%%

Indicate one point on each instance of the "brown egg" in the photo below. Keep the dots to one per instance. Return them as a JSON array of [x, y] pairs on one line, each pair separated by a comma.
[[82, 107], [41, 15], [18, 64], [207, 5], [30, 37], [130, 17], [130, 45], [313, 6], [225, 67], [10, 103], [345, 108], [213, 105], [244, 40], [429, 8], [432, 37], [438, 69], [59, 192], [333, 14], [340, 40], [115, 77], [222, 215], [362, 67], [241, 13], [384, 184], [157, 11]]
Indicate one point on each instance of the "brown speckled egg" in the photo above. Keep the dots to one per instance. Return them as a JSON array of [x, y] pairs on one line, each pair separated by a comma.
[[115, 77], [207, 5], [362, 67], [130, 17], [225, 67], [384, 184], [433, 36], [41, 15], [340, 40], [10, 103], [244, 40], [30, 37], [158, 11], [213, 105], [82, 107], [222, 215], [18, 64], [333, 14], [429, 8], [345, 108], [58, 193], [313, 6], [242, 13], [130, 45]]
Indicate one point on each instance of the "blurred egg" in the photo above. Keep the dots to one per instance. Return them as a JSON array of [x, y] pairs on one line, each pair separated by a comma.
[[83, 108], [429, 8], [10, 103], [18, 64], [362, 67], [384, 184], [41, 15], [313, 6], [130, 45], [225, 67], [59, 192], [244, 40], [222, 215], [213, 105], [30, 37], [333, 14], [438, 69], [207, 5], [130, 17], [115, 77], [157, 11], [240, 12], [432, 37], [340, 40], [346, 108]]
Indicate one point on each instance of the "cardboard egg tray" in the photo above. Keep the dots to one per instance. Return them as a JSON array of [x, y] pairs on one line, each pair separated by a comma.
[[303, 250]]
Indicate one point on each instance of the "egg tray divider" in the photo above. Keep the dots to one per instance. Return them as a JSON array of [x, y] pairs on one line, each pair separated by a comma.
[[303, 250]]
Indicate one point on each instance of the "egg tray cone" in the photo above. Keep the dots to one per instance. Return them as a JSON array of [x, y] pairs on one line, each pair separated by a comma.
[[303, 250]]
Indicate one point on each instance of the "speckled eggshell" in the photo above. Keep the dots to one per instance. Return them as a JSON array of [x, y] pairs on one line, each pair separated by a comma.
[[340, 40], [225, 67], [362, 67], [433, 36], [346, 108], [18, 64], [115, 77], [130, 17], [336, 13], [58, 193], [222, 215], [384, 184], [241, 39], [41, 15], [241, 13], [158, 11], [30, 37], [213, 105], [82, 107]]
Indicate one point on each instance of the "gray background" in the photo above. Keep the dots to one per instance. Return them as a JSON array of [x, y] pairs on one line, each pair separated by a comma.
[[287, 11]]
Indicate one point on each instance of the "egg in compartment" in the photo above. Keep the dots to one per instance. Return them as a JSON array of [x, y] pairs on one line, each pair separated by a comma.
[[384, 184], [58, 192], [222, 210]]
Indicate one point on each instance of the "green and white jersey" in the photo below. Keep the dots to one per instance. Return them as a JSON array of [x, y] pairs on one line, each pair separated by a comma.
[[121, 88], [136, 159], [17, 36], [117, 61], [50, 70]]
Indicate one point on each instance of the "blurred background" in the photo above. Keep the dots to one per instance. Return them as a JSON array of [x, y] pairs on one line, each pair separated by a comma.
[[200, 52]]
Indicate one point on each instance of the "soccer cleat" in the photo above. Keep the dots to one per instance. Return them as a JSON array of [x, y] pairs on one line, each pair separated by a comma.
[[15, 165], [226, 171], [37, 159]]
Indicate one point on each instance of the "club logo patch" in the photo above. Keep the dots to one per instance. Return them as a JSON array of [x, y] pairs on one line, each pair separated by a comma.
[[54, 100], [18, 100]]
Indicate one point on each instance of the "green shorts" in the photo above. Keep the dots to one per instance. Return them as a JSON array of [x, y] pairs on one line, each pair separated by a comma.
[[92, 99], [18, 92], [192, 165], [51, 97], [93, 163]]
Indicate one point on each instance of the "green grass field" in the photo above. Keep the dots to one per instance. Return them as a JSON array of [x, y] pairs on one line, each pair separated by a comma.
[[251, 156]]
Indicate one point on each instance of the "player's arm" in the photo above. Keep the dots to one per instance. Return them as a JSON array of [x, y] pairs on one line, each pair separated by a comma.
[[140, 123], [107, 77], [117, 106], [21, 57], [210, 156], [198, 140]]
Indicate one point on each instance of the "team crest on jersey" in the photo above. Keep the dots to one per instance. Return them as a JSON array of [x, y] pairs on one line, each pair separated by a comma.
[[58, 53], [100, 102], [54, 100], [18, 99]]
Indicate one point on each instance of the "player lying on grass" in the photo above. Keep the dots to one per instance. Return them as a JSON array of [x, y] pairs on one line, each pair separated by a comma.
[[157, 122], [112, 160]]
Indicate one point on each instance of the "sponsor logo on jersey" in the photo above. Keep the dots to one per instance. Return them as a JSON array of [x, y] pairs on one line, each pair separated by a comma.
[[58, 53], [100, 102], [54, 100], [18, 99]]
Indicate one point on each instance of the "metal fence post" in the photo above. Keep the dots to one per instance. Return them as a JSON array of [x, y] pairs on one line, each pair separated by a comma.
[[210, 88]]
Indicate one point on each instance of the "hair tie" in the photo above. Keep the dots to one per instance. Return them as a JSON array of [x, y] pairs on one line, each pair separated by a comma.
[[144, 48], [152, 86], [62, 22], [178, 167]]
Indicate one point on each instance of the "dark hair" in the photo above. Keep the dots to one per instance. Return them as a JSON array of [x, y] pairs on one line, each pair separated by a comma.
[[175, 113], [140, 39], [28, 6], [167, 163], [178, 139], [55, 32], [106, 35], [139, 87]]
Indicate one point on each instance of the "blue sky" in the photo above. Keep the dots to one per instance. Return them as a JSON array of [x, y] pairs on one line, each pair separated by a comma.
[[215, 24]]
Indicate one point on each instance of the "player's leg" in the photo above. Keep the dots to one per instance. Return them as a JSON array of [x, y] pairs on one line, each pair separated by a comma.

%%

Pick out every line above that contains the word "cardboard", and copy each one in full. Case counts.

Indicate one point on each instance of the "cardboard egg tray" in the photo above. Keep the dots to one per instance. Return them as a JSON array of [x, y] pairs on one line, each pair separated by a comma.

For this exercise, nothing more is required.